JOB:
Convert each of the following records into a Markdown table with the columns Row and Record, numbering the rows and skipping any blank lines.

MATERIAL PROVIDED:
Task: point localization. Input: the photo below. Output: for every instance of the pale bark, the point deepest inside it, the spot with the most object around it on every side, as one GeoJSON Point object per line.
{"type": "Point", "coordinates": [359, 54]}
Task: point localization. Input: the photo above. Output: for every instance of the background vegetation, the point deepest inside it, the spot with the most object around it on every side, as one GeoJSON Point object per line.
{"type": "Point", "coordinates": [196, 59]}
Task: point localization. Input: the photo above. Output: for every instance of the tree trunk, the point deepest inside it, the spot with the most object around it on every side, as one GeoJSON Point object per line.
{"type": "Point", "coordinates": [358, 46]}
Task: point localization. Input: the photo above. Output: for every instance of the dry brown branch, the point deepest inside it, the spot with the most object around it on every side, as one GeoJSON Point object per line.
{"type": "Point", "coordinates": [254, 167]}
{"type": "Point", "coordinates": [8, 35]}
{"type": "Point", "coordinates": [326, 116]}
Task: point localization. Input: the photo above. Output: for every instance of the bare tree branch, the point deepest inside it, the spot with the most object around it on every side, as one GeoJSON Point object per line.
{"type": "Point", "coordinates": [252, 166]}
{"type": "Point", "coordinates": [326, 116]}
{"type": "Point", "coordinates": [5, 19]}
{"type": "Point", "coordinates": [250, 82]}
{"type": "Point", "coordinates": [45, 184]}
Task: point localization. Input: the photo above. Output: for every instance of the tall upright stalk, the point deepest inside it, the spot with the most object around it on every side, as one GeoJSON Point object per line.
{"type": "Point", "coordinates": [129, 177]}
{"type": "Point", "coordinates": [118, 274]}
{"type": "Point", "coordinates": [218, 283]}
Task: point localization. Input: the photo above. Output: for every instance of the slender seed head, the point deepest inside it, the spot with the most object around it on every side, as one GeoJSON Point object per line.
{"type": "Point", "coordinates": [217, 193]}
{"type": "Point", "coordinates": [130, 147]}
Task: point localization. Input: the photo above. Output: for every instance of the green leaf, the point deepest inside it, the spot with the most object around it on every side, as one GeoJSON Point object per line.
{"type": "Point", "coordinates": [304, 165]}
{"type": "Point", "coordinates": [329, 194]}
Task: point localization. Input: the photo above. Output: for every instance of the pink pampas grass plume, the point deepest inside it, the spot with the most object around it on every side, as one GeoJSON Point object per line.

OUTPUT BELOW:
| Row | Record |
|---|---|
| 1 | Task: point localization. Input: the photo below. Output: for every instance of the pale bark, the point deepest inside it, the spot with the most object around it on every side, as one GeoJSON Point object per line. |
| 2 | {"type": "Point", "coordinates": [359, 54]} |
| 3 | Task: point localization. Input: the photo above. Output: for every instance of the background vegetation, the point deepest inside it, the spot with the most object around it on every side, as one GeoJSON Point object per line. |
| 4 | {"type": "Point", "coordinates": [196, 59]} |
| 5 | Task: point localization. Input: the photo above. Output: for every instance of the tree trunk, the point deepest inside it, the spot with the most object around it on every side, as one GeoJSON Point object per line. |
| 6 | {"type": "Point", "coordinates": [358, 46]} |
| 7 | Task: point localization. Input: the photo above. Output: for every instance of the dry brown branch, the point deepest inside it, the spot with the most object around it on every side, as one GeoJSON Point object per line. |
| 8 | {"type": "Point", "coordinates": [254, 167]} |
| 9 | {"type": "Point", "coordinates": [8, 35]} |
| 10 | {"type": "Point", "coordinates": [326, 116]} |
| 11 | Task: point localization. Input: the photo above. Output: for every instance of the bare tree branch, the point deepest inside it, the spot with the most object around it on every side, as one GeoJSON Point object per line. |
| 12 | {"type": "Point", "coordinates": [252, 166]} |
| 13 | {"type": "Point", "coordinates": [326, 116]} |
| 14 | {"type": "Point", "coordinates": [5, 19]} |
| 15 | {"type": "Point", "coordinates": [250, 82]} |
| 16 | {"type": "Point", "coordinates": [45, 184]} |
| 17 | Task: point localization. Input: the photo above. Output: for every instance of the tall upright stalk, the point deepest inside it, the spot with the most object around it on every side, as one GeoJSON Point object per line. |
| 18 | {"type": "Point", "coordinates": [129, 177]} |
| 19 | {"type": "Point", "coordinates": [118, 274]} |
| 20 | {"type": "Point", "coordinates": [218, 283]} |
| 21 | Task: point localization. Input: the photo above. Output: for every instance of the slender seed head, the point deepest inside it, the spot with the most object around it on every side, as one GeoJSON Point object per line. |
| 22 | {"type": "Point", "coordinates": [217, 193]} |
| 23 | {"type": "Point", "coordinates": [130, 147]} |
| 24 | Task: point localization. Input: the photo above. Output: for every instance of the green leaf, the point deepest inside it, the spot with the most object around it on every side, as one GeoJSON Point object per line. |
| 25 | {"type": "Point", "coordinates": [304, 165]} |
| 26 | {"type": "Point", "coordinates": [329, 194]} |
| 27 | Task: point localization. Input: the photo above. Output: for every instance of the pink pampas grass plume, the point deepest inside it, the spot with the most object around it on every side, as one GeoJSON Point object per line. |